What the task requires: Which lines in the records below contain the word "finger"? Show every one of them in full.

Records for this exercise:
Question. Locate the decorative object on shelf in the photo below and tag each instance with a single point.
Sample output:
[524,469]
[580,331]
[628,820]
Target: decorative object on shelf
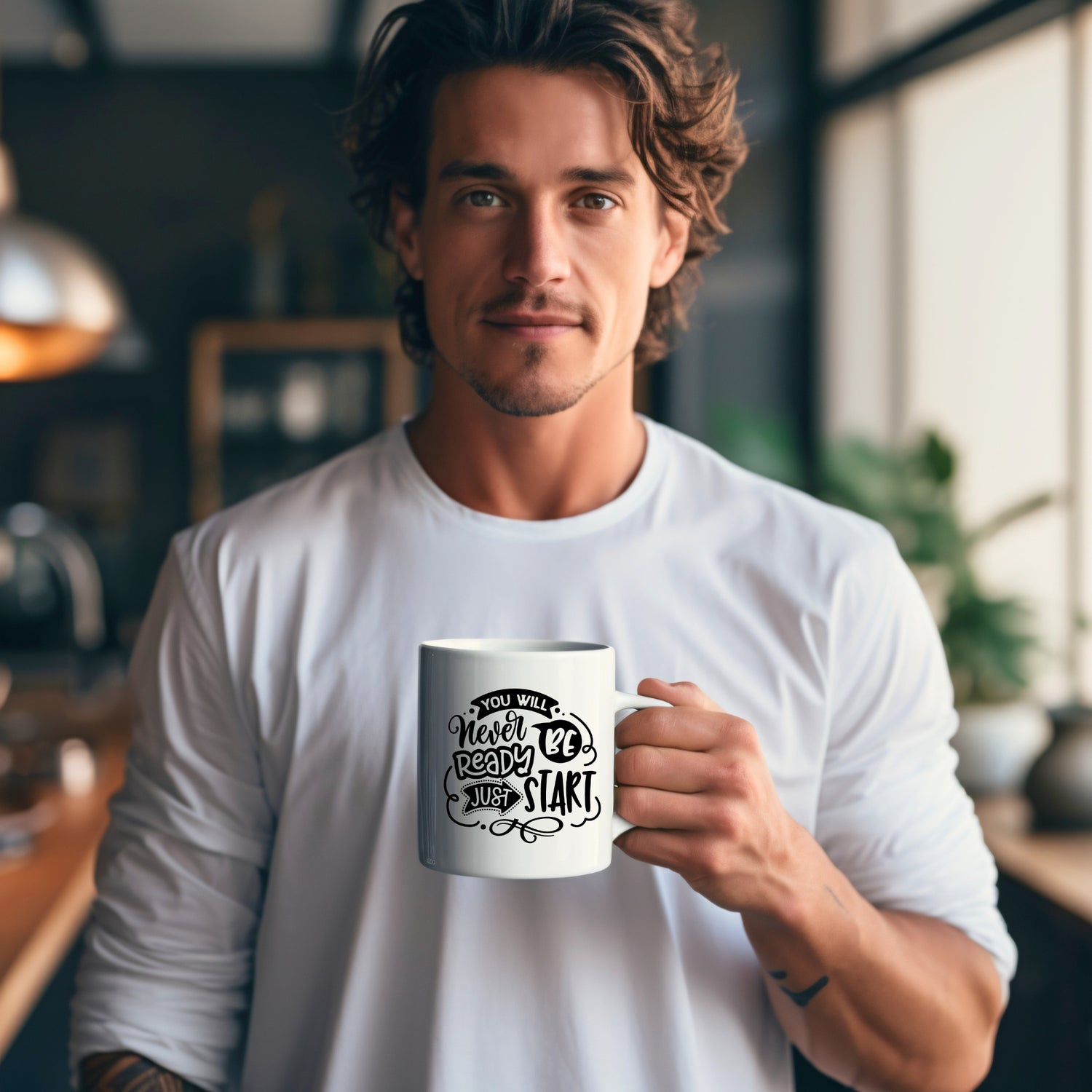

==

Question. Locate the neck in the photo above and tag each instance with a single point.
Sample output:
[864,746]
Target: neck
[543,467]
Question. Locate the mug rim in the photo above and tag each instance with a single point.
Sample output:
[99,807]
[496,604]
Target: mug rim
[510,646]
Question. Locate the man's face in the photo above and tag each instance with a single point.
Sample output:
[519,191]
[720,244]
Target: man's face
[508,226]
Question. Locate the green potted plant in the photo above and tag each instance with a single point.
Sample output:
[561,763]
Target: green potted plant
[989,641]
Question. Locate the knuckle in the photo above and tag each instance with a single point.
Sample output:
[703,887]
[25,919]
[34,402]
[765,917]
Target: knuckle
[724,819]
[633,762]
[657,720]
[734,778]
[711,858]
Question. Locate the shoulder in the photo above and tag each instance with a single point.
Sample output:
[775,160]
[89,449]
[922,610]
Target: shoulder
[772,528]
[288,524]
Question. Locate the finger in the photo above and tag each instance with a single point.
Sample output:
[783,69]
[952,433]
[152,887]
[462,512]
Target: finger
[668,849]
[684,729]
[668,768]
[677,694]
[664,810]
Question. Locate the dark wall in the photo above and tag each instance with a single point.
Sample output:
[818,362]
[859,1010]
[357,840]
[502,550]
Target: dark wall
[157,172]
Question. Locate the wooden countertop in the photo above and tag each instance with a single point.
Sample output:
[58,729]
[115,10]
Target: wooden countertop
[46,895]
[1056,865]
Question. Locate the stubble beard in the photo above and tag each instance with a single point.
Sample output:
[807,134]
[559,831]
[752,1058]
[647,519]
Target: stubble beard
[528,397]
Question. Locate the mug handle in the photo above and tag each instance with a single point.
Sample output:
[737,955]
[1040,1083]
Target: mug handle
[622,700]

Completed task:
Question. Locate the finger in the photo above and tag each instance with a single point.
Target: finger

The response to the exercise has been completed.